• ARBEITSAUFTRAG 1: Gib den Abschnitt des Lerntexts wortgetreu wieder, der mit den Worten "Der Tag auf" beginnt und mit "(!) mit hineinnehmen." endet.
• ARBEITSAUFTRAG 2:
Beantworte anhand des Lerntexts unten diese Fragen:
(a) Welche Übungsform aus Tibet gab es dieses Jahr?
(b) Wo können die Besucher*innen ihr Wasser auffüllen?
(c) Bis zu welcher Menge dürfen sie Limo, Bier oder Wein mit hineinnehmen?

• LERNTEXT:
==============================
Der Tag auf der Zitadelle fängt allerdings schon viel früher an. Mit Frühsport zum Beispiel – und der Möglichkeit, Vorurteile zu revidieren. Letztes Jahr machten wir uns um kurz vor zehn zum Beispiel auf, um mal eine Zumba-Session mitzumachen. Dass das alles andere als ein sinnbefreites Herumgehüpfe ist, stand bei mir schon nach ein paar Minuten fest, als ich völlig außer Atem gewesen war. Letztes wie dieses Jahr gab es auch Yoga, Tanz und dieses Jahr Qi Gong  aus Tibet. Es bringt mich immer wieder zum Schmunzeln, wenn Meditierende auf Mitmenschen treffen, die gerade ihr erstes Stubbi am Morgen öffnen. Denn auch fast einzigartig: Die Besucher*innen dürfen unbegrenzt Wasser mitbringen, das es auch zum Auffüllen unterhalb des Drusussteins gibt. Außerdem können sie bis zu einem Liter an Limo, Bier oder Wein auch in Glasflaschen (!) mit hineinnehmen.
==============================
• ANGEZEIGTE DATEN:
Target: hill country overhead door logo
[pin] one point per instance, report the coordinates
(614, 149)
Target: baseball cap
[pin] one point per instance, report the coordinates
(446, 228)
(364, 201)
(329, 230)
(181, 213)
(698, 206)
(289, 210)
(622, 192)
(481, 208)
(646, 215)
==============================
• LÖSUNG 1:
Der Tag auf der Zitadelle fängt allerdings schon viel früher an. Mit Frühsport zum Beispiel – und der Möglichkeit, Vorurteile zu revidieren. Letztes Jahr machten wir uns um kurz vor zehn zum Beispiel auf, um mal eine Zumba-Session mitzumachen. Dass das alles andere als ein sinnbefreites Herumgehüpfe ist, stand bei mir schon nach ein paar Minuten fest, als ich völlig außer Atem gewesen war. Letztes wie dieses Jahr gab es auch Yoga, Tanz und dieses Jahr Qi Gong  aus Tibet. Es bringt mich immer wieder zum Schmunzeln, wenn Meditierende auf Mitmenschen treffen, die gerade ihr erstes Stubbi am Morgen öffnen. Denn auch fast einzigartig: Die Besucher*innen dürfen unbegrenzt Wasser mitbringen, das es auch zum Auffüllen unterhalb des Drusussteins gibt. Außerdem können sie bis zu einem Liter an Limo, Bier oder Wein auch in Glasflaschen (!) mit hineinnehmen.

• LÖSUNG 2:
(a) Qi Gong
(b) Unterhalb des Drusussteins
(c) Bis zu einem Liter